## WORK TO COMPLETE
Can you set out the items below as a numbered list, leaving out any blank lines?

+++++

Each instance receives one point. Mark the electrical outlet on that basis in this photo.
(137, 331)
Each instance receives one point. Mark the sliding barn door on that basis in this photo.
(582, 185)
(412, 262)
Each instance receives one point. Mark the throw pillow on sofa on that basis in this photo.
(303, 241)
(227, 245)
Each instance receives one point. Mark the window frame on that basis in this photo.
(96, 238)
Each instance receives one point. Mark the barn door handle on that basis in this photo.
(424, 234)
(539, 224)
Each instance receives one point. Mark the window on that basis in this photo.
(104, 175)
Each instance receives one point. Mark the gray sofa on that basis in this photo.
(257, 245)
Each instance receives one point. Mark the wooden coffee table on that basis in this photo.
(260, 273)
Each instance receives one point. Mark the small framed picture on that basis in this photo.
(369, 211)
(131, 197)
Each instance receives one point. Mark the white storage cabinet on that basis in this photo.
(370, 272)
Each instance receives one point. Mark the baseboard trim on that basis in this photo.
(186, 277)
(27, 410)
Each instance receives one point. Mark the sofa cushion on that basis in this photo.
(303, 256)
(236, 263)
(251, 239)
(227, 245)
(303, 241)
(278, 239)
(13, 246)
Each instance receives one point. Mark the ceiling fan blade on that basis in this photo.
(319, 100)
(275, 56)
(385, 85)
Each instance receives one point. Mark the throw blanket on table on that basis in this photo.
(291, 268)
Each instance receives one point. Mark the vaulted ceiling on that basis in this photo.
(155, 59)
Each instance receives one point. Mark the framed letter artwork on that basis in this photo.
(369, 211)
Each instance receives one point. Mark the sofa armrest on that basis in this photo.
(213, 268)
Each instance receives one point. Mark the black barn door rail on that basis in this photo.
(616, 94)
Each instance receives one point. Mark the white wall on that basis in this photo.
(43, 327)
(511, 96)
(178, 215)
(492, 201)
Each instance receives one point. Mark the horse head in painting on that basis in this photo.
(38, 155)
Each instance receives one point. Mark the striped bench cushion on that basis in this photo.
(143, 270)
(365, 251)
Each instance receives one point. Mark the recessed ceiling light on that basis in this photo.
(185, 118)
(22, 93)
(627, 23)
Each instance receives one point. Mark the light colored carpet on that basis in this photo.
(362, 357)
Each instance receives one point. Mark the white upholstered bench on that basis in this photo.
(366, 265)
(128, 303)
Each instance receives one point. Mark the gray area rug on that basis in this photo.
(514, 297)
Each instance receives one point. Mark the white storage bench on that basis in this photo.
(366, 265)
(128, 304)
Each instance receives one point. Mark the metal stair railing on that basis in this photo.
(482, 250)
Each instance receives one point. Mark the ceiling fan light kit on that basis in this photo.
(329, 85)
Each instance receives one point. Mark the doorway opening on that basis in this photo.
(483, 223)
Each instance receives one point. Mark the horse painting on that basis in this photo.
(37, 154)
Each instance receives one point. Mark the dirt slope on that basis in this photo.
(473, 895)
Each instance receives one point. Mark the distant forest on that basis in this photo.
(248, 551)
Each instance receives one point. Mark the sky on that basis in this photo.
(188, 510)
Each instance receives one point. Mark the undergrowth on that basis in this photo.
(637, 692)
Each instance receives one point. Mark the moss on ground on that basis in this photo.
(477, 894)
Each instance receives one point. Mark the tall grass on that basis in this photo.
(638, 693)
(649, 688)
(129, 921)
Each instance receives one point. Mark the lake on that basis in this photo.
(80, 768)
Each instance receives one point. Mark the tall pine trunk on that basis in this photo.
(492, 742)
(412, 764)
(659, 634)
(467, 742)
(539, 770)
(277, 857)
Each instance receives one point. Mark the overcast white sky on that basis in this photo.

+++++

## CORRECT ANSWER
1. Each instance receives one point. Mark the electrical outlet on that basis in this photo.
2. (137, 331)
3. Each instance receives one point. Mark the sliding barn door on that basis in this photo.
4. (582, 185)
5. (412, 262)
6. Each instance receives one point. Mark the throw pillow on sofa on that basis in this photo.
7. (303, 241)
8. (227, 245)
9. Each instance receives one point. Mark the window frame on that basis in this photo.
10. (96, 238)
11. Each instance receives one point. Mark the barn door handle on that basis in this photo.
12. (424, 234)
13. (539, 224)
14. Each instance receives one point. Mark the window on that basis in this photo.
15. (104, 175)
16. Each instance receives one point. Mark the gray sofa on that basis in this photo.
17. (257, 245)
18. Each instance receives one point. Mark the wooden coffee table on that basis in this photo.
19. (260, 273)
20. Each instance receives one point. Mark the small framed picture on that basis in this photo.
21. (369, 211)
22. (131, 197)
23. Each instance receives one point. Mark the white storage cabinet on that basis in this photo.
24. (370, 272)
25. Each instance receives one point. Mark the baseboard trim on that basis in this photo.
26. (186, 277)
27. (27, 410)
28. Each instance receives one point. Mark the sofa cushion on that basis in this photo.
29. (303, 256)
30. (236, 263)
31. (251, 239)
32. (227, 245)
33. (303, 241)
34. (278, 239)
35. (13, 246)
36. Each instance receives one point. Mark the ceiling fan blade on that basis in this photo.
37. (319, 100)
38. (275, 56)
39. (385, 85)
40. Each instance receives one point. Mark the throw blanket on table on that basis in this photo.
41. (291, 268)
42. Each instance receives one point. Mark the vaulted ceiling on that basis in this photo.
43. (155, 59)
44. Each instance receives one point. Mark the framed letter artwork on that basis in this photo.
45. (369, 211)
46. Each instance receives one point. Mark the sofa armrest on that basis in this photo.
47. (213, 268)
48. Each instance receives one point. Mark the black barn door rail on that basis in this photo.
49. (616, 94)
50. Each instance receives one point. Mark the white wall on that basis in this photo.
51. (43, 327)
52. (511, 96)
53. (178, 215)
54. (492, 201)
55. Each instance receives one point. Mark the horse head in painting on that basis in this photo.
56. (38, 155)
57. Each instance receives one point. Mark the striped bench cushion on that basis in this photo.
58. (143, 270)
59. (365, 251)
60. Each instance receives one point. Mark the recessed ceiling light on that basis in this photo.
61. (185, 118)
62. (22, 93)
63. (627, 23)
64. Each instance receives one point. Mark the light colored carpet on that basis in this photo.
65. (362, 357)
66. Each instance receives one point. Mark the white upholstered bench on that basis in this photo.
67. (366, 265)
68. (128, 303)
69. Each instance receives one point. Mark the gray area rug on that basis in this photo.
70. (514, 297)
71. Each instance receives one point. Mark the white storage bench on that basis in this photo.
72. (366, 265)
73. (128, 304)
74. Each instance receives one point. Mark the metal stair railing on that basis in this photo.
75. (482, 250)
76. Each instance receives one point. Mark the ceiling fan light kit on that basis in this photo.
77. (329, 85)
78. Each instance receives one point. Mark the doorway opening on that basis in this photo.
79. (483, 223)
80. Each instance receives one point. Mark the horse painting on that basis in this photo.
81. (37, 154)
82. Each instance receives one point. Mark the dirt slope on that basis in this photo.
83. (473, 895)
84. Each instance receives one point. Mark the distant forest on that basis in this photo.
85. (248, 551)
86. Each instance receives one point. Mark the sky on that basis in this photo.
87. (188, 510)
88. Each instance receives one point. Mark the undergrowth on that basis in this photo.
89. (637, 692)
90. Each instance receives one point. Mark the moss on ground on that basis in this photo.
91. (477, 894)
92. Each instance receives one point. Mark the tall grass on that basis in this photo.
93. (638, 693)
94. (649, 688)
95. (129, 921)
96. Each instance receives one point. Mark the lake on that basis in this photo.
97. (80, 768)
98. Each instance receives one point. Mark the tall pine trunk on that basis in this photo.
99. (492, 742)
100. (412, 764)
101. (659, 634)
102. (467, 742)
103. (539, 770)
104. (277, 857)
105. Each instance receives one point. Mark the overcast white sky on that basis in this photo.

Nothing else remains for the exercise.